EXERCISE DESCRIPTION:
Using the records that appear below, write out exactly the lines from the one with "of the hanging" through the one with "Query: hanging hook", keeping both end lines.

SOURCE INFORMATION:
------------
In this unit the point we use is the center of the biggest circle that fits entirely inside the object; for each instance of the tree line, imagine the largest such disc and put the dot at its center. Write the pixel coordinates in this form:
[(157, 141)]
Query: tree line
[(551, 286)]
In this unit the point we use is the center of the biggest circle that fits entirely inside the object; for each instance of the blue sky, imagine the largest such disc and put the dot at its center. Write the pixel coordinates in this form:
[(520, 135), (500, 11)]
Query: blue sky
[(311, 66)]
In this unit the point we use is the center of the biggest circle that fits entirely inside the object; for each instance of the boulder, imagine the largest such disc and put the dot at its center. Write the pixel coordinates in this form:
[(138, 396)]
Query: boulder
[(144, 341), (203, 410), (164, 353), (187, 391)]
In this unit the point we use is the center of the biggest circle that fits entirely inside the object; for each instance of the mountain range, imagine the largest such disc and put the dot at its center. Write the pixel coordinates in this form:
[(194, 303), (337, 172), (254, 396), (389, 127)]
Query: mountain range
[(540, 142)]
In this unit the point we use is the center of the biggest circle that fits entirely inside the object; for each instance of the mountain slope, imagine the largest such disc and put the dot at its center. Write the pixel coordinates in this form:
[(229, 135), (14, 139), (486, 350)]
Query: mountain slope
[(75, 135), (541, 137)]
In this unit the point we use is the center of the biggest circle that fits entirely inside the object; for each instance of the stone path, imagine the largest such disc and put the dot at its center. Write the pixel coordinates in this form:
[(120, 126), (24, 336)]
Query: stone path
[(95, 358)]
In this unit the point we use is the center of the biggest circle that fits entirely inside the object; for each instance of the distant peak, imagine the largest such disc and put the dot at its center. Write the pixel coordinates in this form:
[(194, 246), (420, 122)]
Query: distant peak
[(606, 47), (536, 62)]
------------
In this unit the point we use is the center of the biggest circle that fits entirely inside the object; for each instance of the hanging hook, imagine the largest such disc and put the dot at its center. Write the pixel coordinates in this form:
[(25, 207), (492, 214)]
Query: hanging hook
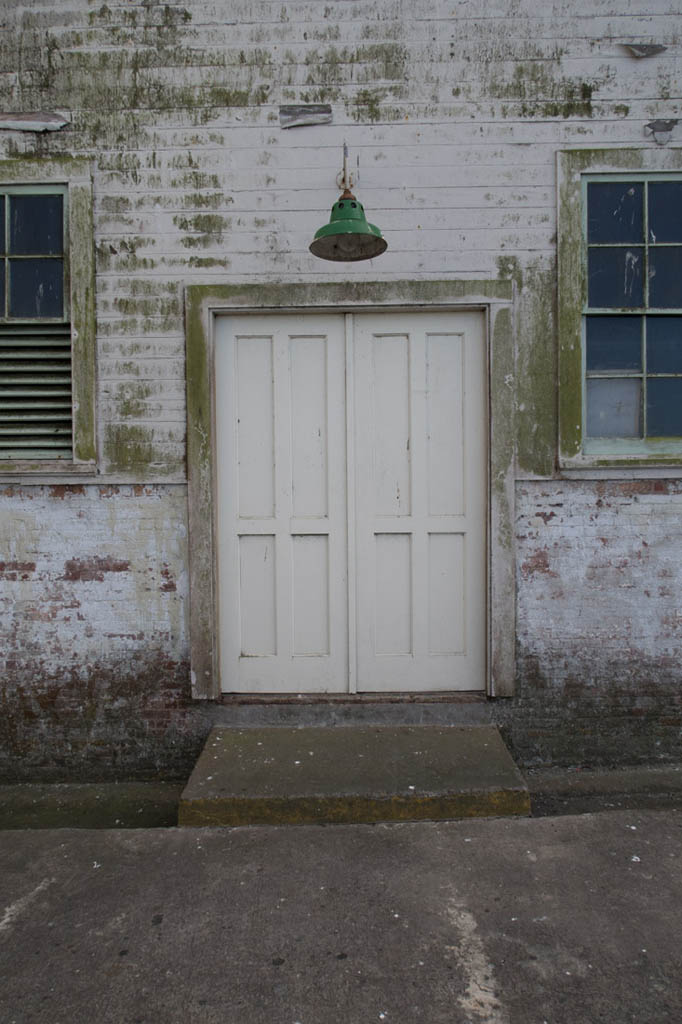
------------
YOUR SOLUTION:
In this unit the point we use is the center of the biggest circle that fits entirely inside the object; for each instance of the hanging hook, imagine the largest such disc and put the dot at its center. Write the pixel coordinates in this form:
[(25, 207), (492, 214)]
Query: hanging hook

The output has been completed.